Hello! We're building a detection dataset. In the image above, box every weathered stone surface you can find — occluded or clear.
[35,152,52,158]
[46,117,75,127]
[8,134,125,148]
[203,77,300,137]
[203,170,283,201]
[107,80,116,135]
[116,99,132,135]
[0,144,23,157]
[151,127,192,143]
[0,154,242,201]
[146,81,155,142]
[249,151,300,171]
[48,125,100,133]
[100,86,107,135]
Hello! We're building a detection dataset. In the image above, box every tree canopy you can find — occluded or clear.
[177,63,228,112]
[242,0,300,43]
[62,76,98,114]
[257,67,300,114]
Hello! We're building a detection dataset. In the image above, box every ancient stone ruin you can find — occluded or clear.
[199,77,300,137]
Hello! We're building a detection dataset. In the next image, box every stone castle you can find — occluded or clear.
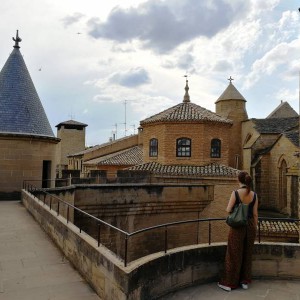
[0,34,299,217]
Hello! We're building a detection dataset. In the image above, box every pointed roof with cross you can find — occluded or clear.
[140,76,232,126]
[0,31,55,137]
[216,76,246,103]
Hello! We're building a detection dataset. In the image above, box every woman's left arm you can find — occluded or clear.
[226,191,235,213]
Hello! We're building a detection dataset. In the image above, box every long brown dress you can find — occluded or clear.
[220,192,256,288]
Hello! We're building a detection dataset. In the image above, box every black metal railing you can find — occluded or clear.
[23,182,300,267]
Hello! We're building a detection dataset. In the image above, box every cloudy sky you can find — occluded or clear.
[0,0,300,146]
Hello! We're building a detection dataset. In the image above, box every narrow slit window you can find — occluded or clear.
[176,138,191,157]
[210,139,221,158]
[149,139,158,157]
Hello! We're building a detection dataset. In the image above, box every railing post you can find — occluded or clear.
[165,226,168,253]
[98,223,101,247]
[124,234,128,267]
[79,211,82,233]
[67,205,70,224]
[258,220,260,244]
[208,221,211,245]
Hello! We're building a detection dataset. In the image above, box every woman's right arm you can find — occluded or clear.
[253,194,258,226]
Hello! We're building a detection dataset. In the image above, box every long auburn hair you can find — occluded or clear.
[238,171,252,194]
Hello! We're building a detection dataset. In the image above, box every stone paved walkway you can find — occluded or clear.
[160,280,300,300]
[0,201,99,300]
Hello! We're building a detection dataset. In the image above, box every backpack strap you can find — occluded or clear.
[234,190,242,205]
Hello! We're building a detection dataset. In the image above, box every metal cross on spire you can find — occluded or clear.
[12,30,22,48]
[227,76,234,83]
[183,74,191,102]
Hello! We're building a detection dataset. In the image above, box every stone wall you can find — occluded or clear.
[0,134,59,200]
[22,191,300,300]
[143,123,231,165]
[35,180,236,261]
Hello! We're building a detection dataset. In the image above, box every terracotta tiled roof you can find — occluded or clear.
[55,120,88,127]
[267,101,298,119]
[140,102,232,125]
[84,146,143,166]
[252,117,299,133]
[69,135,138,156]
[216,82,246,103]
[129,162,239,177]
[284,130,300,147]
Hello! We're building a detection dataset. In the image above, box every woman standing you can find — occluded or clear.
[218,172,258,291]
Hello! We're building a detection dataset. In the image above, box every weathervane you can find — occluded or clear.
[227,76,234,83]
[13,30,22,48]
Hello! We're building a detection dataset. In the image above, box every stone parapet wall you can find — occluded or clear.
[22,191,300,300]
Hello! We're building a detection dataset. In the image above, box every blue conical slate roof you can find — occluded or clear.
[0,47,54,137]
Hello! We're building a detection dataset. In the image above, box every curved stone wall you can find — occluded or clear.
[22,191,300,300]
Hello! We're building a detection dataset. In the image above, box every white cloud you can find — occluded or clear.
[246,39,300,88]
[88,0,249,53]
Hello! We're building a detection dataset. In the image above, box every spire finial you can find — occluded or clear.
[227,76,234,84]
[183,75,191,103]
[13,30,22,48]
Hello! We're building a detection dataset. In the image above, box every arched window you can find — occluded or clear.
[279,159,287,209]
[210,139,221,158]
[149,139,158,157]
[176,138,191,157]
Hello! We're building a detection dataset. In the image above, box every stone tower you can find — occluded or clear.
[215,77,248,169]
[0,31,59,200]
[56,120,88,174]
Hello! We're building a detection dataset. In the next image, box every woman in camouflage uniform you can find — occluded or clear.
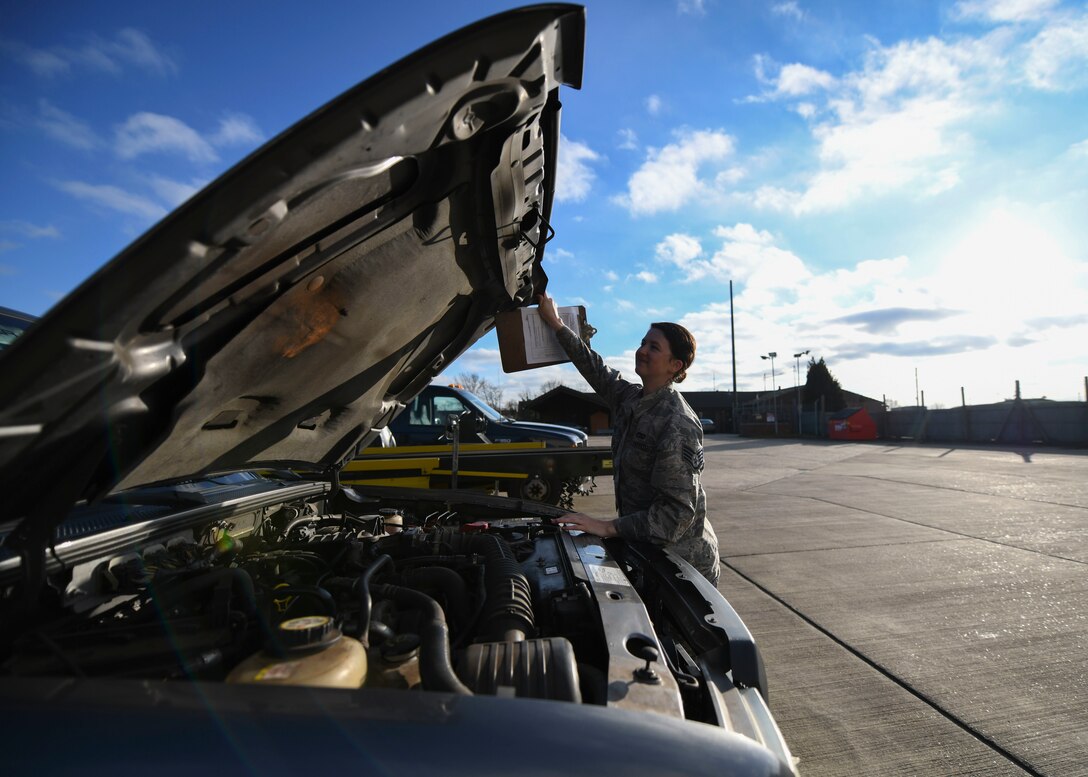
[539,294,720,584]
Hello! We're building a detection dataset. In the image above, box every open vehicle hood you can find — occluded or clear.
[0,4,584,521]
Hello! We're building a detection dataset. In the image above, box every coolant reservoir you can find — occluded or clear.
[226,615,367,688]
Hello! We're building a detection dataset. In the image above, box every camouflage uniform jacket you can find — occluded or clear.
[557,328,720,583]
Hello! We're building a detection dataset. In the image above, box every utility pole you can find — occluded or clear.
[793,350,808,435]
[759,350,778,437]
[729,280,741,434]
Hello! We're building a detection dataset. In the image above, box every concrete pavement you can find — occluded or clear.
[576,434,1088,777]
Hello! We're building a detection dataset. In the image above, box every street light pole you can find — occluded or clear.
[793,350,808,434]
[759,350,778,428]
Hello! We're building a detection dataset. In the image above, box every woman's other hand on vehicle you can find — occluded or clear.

|---|

__Directions for this task__
Rewrite all of the items above, replacing every occurrence of "occluded or clear" with "partly hidden or fully visible" and leaving all other text unchanged. Omit the pictures from your version.

__Response to this exercise__
Hello! We're building a detection dataset. In the image above, box every weathered stone surface you can find — partly hidden or fully visible.
[35,152,52,158]
[46,117,75,127]
[8,134,125,148]
[203,77,300,137]
[203,170,283,201]
[107,80,116,135]
[116,99,132,135]
[0,144,23,157]
[151,127,192,143]
[0,154,242,201]
[146,81,155,142]
[249,151,300,171]
[48,125,100,133]
[100,86,107,135]
Hello! We're building a detection dataset. In the image above, box every tree canopy you can find — partly hidden or fully visible.
[177,63,228,112]
[242,0,300,43]
[62,76,98,114]
[257,67,300,114]
Hello! We're building a detection dataset. In the image above, box every ancient stone ruin you can find — partly hidden or fully visible.
[199,77,300,137]
Hello! We're building a detection dataset. In the next image, box every stone castle you can find — partly hidden or fully visible.
[0,34,299,217]
Hello! We're building a detection dataset. In the image above, box every pointed roof with cross you can find — partly hidden or fully visible.
[140,76,232,126]
[0,31,55,137]
[216,76,246,103]
Hello! We're building a detection dataset. In the image above, box every woman's left arm you can find — partly hidden or fully visible.
[226,191,235,213]
Hello! We're building a detection dataset. In the image above, box every long brown dress you can find — partly hidden or fully visible.
[220,192,256,288]
Hello! We're building a detection dataset. In the image above, box every black metal railing you can find — partly hidden or fully visible.
[23,182,300,267]
Hello! We're building a detection dataset. In the image above, box every cloudy sky you can find — partly hidden or fully visible.
[0,0,300,146]
Hello! We're building a detection dataset. In the image above, box every narrow slit window you can find — partly hidden or fully visible.
[176,138,191,157]
[210,139,221,158]
[149,139,158,157]
Hello! We're building a detection dataset. In the image above, box every railing post you can find — partly hidden or fully visible.
[165,226,168,253]
[98,223,101,247]
[124,234,128,267]
[79,211,82,233]
[67,205,70,224]
[258,220,260,244]
[208,221,211,245]
Hello! We're building a detection dataset. In the image above, box every woman's right arm you can find — partly hidden or fully visible.
[253,194,258,226]
Hello! We're building a detection dataset. In the image above, box every long auburn hair you can find — partly hidden or fully visible.
[238,171,252,194]
Hello! We're building a detection dataset. In the image above, box every stone paved walkway you can find — partly hidden or fully visible.
[160,280,300,300]
[0,201,99,300]
Hello! We're building a detection dataset. In the image above, box every backpack strap you can find — partly hidden or fully visible.
[234,190,242,205]
Hello! We're building a detection dataset. In the image above, box every metal cross on spire you can find — partly hidden or fully visible.
[12,30,22,48]
[227,76,234,83]
[183,74,191,102]
Hello! We're building a detection dataset. In the image above, box every stone wall you can find — partly hidden or fully visible.
[0,134,59,200]
[22,191,300,300]
[143,123,231,165]
[35,180,236,261]
Hello! We're building a detection dataset. In the image above, box every terracotta tiled roof you can find — partly hidden or fully visible.
[55,120,88,127]
[267,101,298,119]
[140,102,232,125]
[84,146,143,166]
[252,117,299,133]
[69,135,138,156]
[216,82,246,103]
[129,162,239,177]
[284,130,300,147]
Hello! We're building a detection dataset. In the image above, box every woman standing you can find — partly hidden or fully visible.
[218,172,258,291]
Hello! We're building a detection dataset. In the image above, box every weathervane you can find — partly hidden or fully visible.
[227,76,234,83]
[13,30,22,48]
Hello! We're building a detection dataset. In the image above, box every stone parapet wall you can find — partly hidden or fully visible.
[22,191,300,300]
Hello! We're building a detection dataset. In the image above, box every blue conical slate roof you can find — partly hidden or fully visible.
[0,47,54,137]
Hello! We're building a detection dataset. In the image above, box every curved stone wall you can find — partly hidden or fully visible.
[22,191,300,300]
Hello! We're building a detection dataset. In the image above, box every white cloud you can find — partly hidden or fully visible.
[246,39,300,88]
[88,0,249,53]
Hello! We're building a detection dataset. In the image above, box every spire finial you can find — partly hidden or fully visible.
[227,76,234,84]
[183,75,191,103]
[13,30,22,48]
Hello! We're building a detection dataset. In the image above, box every arched window you can find — partly hidden or fully visible.
[279,159,287,209]
[210,139,221,158]
[149,139,158,157]
[176,138,191,157]
Hello! We're building a detection dataset. In the image above, box every stone tower you can find — partly hidden or fully visible.
[215,77,248,169]
[0,31,59,200]
[56,120,88,174]
Hello! We're building a detection dataset. In the next image, box every woman in camouflage uniform you can find — partly hidden or fully visible.
[539,294,720,584]
Hello! We're building a detection dataset. In the image above, box every open vehicle hood you can find — partly hidden or fully visible.
[0,4,584,521]
Hello! We're building a detection dataset. In the image above, box every coolant reservoir you can find — partly hidden or fully visible.
[226,615,367,688]
Hello! We're building a detection dataset. In the image above, box every camouflage uniform jacket you can find — partly hidden or fully visible.
[557,328,720,583]
Hello! We're building a detection dataset. In the image above, box every utility pole you can find — partly hidden or fully visible.
[793,350,808,435]
[759,350,778,437]
[729,280,741,434]
Hello! We're building a detection dataset. In the image above, box every concrete pavement you can find — partly hidden or fully visible.
[576,434,1088,777]
Hello! We're building a detection dataset. In the image above, box every street light pole you can find — partly hidden or fully visible.
[793,350,808,434]
[759,350,778,428]
Hello! We're building a detection dataset. In the image above, box every woman's other hand on vehicle you can find — partly hidden or fully visible.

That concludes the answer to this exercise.